- [Objective] Rewrite the entire listing below, replacing "corner coordinates" with "corner points" everywhere and keeping everything else the same. Leave the pictures out of your version.

- [Dataset content]
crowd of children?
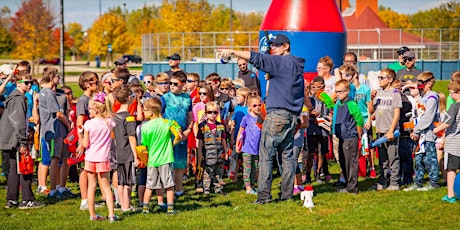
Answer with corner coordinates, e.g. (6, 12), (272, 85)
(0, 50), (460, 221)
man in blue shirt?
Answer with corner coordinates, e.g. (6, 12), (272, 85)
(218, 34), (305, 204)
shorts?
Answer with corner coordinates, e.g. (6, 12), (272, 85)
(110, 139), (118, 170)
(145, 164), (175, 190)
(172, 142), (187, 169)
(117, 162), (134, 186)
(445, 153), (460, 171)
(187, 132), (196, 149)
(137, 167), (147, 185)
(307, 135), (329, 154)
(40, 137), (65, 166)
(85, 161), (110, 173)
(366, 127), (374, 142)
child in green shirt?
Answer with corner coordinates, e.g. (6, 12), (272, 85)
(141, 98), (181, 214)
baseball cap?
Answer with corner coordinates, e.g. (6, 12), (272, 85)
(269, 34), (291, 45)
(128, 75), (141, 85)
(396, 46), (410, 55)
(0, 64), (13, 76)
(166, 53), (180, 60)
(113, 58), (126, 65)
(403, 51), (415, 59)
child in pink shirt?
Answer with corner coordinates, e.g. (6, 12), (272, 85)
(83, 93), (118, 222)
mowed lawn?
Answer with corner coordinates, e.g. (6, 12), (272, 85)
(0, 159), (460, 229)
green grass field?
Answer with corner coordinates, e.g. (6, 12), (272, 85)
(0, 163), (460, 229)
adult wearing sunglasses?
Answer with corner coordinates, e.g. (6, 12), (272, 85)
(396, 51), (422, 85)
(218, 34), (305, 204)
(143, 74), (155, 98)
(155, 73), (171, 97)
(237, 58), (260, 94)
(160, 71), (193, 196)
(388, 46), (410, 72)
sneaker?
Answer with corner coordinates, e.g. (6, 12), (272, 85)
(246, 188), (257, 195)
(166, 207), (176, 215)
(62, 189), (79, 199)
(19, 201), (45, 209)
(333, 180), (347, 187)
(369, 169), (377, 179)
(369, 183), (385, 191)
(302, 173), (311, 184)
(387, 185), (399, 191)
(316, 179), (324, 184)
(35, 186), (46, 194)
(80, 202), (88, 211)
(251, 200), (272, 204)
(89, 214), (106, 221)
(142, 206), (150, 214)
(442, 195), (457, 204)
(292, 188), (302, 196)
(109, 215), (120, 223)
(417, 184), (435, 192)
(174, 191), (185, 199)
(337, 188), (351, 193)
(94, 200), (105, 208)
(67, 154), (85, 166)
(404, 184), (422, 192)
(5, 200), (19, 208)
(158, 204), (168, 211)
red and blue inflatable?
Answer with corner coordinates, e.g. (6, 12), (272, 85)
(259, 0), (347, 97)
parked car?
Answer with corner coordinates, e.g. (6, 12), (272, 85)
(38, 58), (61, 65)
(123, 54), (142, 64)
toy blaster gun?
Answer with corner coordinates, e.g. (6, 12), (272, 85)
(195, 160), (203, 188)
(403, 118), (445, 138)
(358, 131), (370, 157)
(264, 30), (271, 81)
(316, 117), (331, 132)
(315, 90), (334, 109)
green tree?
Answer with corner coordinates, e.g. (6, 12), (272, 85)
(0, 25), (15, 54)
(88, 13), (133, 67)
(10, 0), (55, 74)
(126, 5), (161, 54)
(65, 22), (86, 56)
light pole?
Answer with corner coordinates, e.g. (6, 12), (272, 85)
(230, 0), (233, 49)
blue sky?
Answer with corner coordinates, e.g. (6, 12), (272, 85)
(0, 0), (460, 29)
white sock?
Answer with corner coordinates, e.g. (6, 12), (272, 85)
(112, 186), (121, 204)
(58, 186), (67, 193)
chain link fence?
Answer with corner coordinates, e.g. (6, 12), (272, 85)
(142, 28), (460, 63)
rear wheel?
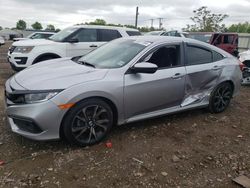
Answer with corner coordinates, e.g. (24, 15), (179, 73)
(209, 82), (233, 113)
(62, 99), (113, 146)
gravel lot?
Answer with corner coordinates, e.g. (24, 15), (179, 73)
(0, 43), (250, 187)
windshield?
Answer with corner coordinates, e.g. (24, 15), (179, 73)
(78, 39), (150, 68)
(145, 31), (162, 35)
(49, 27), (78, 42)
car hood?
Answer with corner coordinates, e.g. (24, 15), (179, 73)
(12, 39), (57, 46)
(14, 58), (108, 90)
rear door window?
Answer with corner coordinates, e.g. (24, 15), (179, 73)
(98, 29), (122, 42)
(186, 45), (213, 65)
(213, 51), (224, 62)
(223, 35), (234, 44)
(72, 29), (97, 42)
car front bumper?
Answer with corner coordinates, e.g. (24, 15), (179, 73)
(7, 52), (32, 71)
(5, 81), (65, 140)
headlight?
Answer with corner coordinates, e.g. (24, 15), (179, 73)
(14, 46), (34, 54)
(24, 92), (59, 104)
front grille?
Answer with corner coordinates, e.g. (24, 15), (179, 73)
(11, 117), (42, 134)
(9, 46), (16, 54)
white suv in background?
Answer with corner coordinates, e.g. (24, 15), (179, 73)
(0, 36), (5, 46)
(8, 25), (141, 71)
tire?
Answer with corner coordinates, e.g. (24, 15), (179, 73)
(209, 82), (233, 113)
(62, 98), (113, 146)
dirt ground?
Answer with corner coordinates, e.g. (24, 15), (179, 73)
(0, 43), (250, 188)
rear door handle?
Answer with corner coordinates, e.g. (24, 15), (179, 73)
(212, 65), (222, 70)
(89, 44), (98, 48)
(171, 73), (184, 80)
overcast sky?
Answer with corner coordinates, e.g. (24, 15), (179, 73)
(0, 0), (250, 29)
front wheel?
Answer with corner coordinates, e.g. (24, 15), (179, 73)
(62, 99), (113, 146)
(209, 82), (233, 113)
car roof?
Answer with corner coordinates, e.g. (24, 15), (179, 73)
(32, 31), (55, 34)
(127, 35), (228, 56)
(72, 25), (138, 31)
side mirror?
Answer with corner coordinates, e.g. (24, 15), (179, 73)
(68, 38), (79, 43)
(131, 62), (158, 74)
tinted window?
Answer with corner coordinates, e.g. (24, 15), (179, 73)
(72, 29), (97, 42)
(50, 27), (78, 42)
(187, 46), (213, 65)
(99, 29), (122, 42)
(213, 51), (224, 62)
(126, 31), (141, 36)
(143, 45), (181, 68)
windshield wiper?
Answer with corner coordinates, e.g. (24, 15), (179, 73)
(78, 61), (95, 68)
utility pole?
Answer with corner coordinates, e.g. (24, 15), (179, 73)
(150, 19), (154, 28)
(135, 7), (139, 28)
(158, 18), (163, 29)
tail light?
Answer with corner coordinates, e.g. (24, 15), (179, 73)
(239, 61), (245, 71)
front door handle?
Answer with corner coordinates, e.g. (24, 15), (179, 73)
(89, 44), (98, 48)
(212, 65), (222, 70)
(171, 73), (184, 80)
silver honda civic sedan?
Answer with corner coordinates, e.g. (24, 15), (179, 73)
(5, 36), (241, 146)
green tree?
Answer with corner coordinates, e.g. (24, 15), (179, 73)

- [Full solution]
crowd of children?
Answer with corner points, e.g. (6, 12), (272, 85)
(0, 50), (460, 221)
man in blue shirt?
Answer with corner points, e.g. (6, 12), (272, 85)
(218, 34), (305, 204)
shorts?
Answer with corner points, e.g. (6, 12), (272, 85)
(110, 139), (118, 170)
(145, 164), (175, 190)
(172, 142), (187, 169)
(117, 162), (134, 186)
(445, 153), (460, 171)
(187, 132), (196, 149)
(137, 167), (147, 185)
(307, 135), (329, 154)
(40, 137), (65, 166)
(85, 161), (110, 173)
(366, 127), (374, 142)
child in green shirt?
Answer with corner points, e.g. (6, 12), (272, 85)
(141, 98), (181, 214)
baseball cap?
Answer with corner points, e.g. (6, 12), (272, 85)
(269, 34), (291, 45)
(128, 75), (141, 85)
(396, 46), (410, 55)
(0, 64), (13, 76)
(166, 53), (180, 60)
(113, 58), (126, 65)
(403, 51), (415, 59)
child in pink shirt?
Answer with corner points, e.g. (6, 12), (272, 85)
(83, 93), (118, 222)
mowed lawn?
Answer with corner points, e.g. (6, 12), (272, 85)
(0, 159), (460, 229)
green grass field?
Answer with corner points, e.g. (6, 12), (272, 85)
(0, 163), (460, 229)
adult wearing sunglasses?
Answer with corner points, e.g. (6, 12), (272, 85)
(396, 51), (422, 85)
(218, 34), (305, 204)
(143, 74), (155, 98)
(155, 73), (171, 97)
(237, 58), (260, 94)
(160, 71), (193, 196)
(388, 46), (410, 72)
sneaker?
Answer with corner points, e.g. (6, 12), (272, 85)
(246, 188), (257, 195)
(166, 207), (176, 215)
(62, 189), (79, 199)
(19, 201), (45, 209)
(333, 180), (347, 187)
(369, 169), (377, 179)
(369, 183), (385, 191)
(302, 173), (311, 184)
(387, 185), (399, 191)
(316, 179), (324, 184)
(35, 186), (46, 194)
(80, 202), (88, 211)
(251, 200), (272, 204)
(89, 214), (106, 221)
(142, 206), (150, 214)
(442, 195), (457, 204)
(292, 188), (302, 196)
(109, 215), (120, 223)
(417, 184), (435, 192)
(174, 191), (185, 199)
(337, 188), (351, 193)
(94, 200), (105, 208)
(67, 154), (85, 166)
(404, 184), (422, 192)
(5, 200), (19, 208)
(158, 204), (168, 211)
red and blue inflatable?
Answer with corner points, e.g. (6, 12), (272, 85)
(259, 0), (347, 97)
parked car?
Answer with corner points, e.g. (6, 12), (272, 85)
(38, 58), (61, 65)
(123, 54), (142, 64)
toy blaster gun?
Answer with corner points, e.g. (6, 12), (272, 85)
(195, 160), (203, 188)
(403, 118), (445, 138)
(358, 131), (370, 157)
(264, 30), (271, 81)
(316, 117), (331, 132)
(315, 90), (334, 109)
green tree?
Answer with corner points, e.g. (6, 12), (272, 85)
(0, 25), (15, 54)
(88, 13), (133, 67)
(10, 0), (55, 74)
(126, 5), (161, 54)
(65, 22), (86, 56)
light pole?
Answer with corner points, e.g. (6, 12), (272, 85)
(230, 0), (233, 49)
blue sky?
Answer with corner points, e.g. (6, 12), (272, 85)
(0, 0), (460, 29)
white sock?
Answer with corner points, e.g. (6, 12), (272, 85)
(112, 186), (121, 204)
(58, 186), (67, 193)
chain link fence?
Answer with corner points, e.g. (6, 12), (272, 85)
(142, 28), (460, 63)
rear wheel?
Answer with corner points, e.g. (24, 15), (179, 73)
(209, 82), (233, 113)
(62, 99), (113, 146)
gravel lot?
Answer with corner points, e.g. (24, 15), (179, 73)
(0, 43), (250, 187)
windshield?
Answer with corner points, e.g. (24, 15), (179, 73)
(78, 39), (150, 68)
(145, 31), (162, 35)
(49, 27), (78, 42)
car hood?
Answer with corner points, e.g. (24, 15), (179, 73)
(12, 39), (57, 46)
(14, 58), (108, 90)
rear door window?
Answer with corner points, e.g. (24, 15), (179, 73)
(98, 29), (122, 42)
(186, 45), (213, 65)
(213, 51), (224, 62)
(223, 35), (234, 44)
(72, 29), (97, 42)
car front bumper?
Answer with corner points, e.g. (24, 15), (179, 73)
(7, 52), (32, 71)
(5, 81), (65, 140)
headlight?
Answer with corner points, e.g. (24, 15), (179, 73)
(14, 46), (34, 54)
(24, 92), (59, 104)
front grille?
Answer with corner points, e.g. (24, 15), (179, 73)
(11, 117), (42, 134)
(9, 46), (16, 54)
white suv in background?
Answer with corner points, e.g. (24, 15), (179, 73)
(0, 36), (5, 46)
(8, 25), (141, 71)
tire?
Answer with corner points, e.g. (24, 15), (179, 73)
(209, 82), (233, 113)
(62, 98), (113, 146)
dirt ground?
Answer with corner points, e.g. (24, 15), (179, 73)
(0, 43), (250, 188)
rear door handle?
Answer with corner points, e.g. (24, 15), (179, 73)
(212, 65), (222, 70)
(89, 44), (98, 48)
(171, 73), (184, 80)
overcast sky?
Answer with corner points, e.g. (24, 15), (179, 73)
(0, 0), (250, 29)
front wheel?
Answer with corner points, e.g. (24, 15), (179, 73)
(62, 99), (113, 146)
(209, 82), (233, 113)
car roof?
Answer with corner points, e.g. (24, 15), (179, 73)
(32, 31), (55, 34)
(127, 35), (228, 56)
(72, 25), (138, 31)
side mirror?
Answer with corner points, e.g. (24, 15), (179, 73)
(68, 38), (79, 43)
(131, 62), (158, 74)
tinted window?
Answer with corner points, e.g. (24, 15), (179, 73)
(72, 29), (97, 42)
(50, 27), (78, 42)
(187, 46), (213, 65)
(99, 29), (122, 42)
(213, 51), (224, 62)
(126, 31), (141, 36)
(143, 45), (181, 68)
windshield wiper?
Answer with corner points, e.g. (24, 15), (179, 73)
(78, 61), (95, 68)
utility pole?
Answer with corner points, e.g. (24, 15), (179, 73)
(150, 19), (154, 28)
(135, 7), (139, 28)
(158, 18), (163, 29)
tail light?
Answer with corner points, e.g. (24, 15), (179, 73)
(239, 61), (245, 71)
front door handle?
Answer with corner points, e.g. (24, 15), (179, 73)
(89, 44), (98, 48)
(212, 65), (222, 70)
(171, 73), (184, 80)
silver honda civic sedan?
Answer with corner points, e.g. (24, 15), (179, 73)
(5, 36), (241, 146)
green tree?
Answer with corner points, e.g. (24, 15), (179, 73)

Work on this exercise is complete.